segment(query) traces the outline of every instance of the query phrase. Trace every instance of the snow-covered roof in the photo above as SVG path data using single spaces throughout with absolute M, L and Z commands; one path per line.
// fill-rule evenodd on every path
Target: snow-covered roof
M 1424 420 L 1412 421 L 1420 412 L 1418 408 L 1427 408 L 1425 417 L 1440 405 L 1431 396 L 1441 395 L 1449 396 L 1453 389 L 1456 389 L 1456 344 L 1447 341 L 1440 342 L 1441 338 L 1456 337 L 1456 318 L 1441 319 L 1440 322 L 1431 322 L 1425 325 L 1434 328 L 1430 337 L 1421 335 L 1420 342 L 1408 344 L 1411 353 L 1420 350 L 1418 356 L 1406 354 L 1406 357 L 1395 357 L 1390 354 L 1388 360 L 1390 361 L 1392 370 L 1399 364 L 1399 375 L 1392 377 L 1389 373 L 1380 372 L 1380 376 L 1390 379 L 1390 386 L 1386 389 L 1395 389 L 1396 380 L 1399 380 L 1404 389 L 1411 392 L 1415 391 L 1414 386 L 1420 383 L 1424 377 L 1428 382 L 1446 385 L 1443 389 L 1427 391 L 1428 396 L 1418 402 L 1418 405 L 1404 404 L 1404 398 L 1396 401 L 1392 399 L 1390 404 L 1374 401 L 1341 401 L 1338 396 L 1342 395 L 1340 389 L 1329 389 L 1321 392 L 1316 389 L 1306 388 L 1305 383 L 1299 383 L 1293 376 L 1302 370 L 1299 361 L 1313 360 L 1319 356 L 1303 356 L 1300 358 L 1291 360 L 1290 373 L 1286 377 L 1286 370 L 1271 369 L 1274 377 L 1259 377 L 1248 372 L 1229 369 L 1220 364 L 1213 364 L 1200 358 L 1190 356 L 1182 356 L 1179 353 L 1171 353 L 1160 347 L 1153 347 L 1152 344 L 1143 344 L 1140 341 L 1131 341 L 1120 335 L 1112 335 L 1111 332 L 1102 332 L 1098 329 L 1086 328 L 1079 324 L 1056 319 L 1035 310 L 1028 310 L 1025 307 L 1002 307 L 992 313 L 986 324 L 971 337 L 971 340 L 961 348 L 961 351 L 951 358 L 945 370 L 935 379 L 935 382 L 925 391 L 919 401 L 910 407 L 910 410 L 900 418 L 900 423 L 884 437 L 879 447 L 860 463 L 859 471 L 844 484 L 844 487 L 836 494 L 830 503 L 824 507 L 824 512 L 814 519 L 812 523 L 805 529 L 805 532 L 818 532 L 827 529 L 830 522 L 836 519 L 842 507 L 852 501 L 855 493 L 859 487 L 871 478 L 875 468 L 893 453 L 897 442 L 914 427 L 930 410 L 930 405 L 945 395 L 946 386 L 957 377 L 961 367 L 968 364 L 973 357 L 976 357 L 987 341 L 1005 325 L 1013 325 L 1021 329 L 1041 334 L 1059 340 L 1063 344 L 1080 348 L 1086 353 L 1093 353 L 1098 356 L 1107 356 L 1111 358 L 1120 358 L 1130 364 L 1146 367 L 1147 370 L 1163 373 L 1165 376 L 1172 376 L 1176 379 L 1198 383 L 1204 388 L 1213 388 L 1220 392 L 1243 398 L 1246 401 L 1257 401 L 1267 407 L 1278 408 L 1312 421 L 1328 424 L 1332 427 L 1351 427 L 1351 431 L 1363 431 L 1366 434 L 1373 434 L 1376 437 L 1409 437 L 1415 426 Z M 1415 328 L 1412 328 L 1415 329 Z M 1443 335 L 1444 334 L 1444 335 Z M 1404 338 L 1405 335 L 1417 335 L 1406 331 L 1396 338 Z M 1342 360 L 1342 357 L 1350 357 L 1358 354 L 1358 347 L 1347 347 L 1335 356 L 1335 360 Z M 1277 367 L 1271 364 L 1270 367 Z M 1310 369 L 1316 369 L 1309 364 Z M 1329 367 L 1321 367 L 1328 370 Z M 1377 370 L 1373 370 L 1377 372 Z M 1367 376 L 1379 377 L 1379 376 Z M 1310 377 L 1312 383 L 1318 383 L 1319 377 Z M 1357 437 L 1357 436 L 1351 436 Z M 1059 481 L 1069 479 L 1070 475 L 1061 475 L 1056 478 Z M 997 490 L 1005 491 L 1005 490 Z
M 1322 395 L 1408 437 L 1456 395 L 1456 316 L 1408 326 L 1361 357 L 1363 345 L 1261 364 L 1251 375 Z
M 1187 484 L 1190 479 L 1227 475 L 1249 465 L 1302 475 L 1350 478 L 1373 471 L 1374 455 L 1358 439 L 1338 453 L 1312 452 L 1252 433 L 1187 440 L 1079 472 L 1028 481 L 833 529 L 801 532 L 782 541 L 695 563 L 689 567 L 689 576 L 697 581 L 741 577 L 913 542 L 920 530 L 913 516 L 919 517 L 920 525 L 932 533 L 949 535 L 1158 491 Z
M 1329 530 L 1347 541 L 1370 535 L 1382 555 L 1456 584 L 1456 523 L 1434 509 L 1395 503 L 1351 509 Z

- _Written request_: Please copy the stretch of material from its first line through the line containing "Target: snow-covered roof", keeping every character the same.

- _Result of the task_:
segment(query) traces the outline of every instance of the query phrase. Trace every instance of the snow-covered roof in the photo above as SVG path data using single spaces throughout with absolute M, L and Z commands; one path per line.
// fill-rule evenodd on every path
Target: snow-covered roof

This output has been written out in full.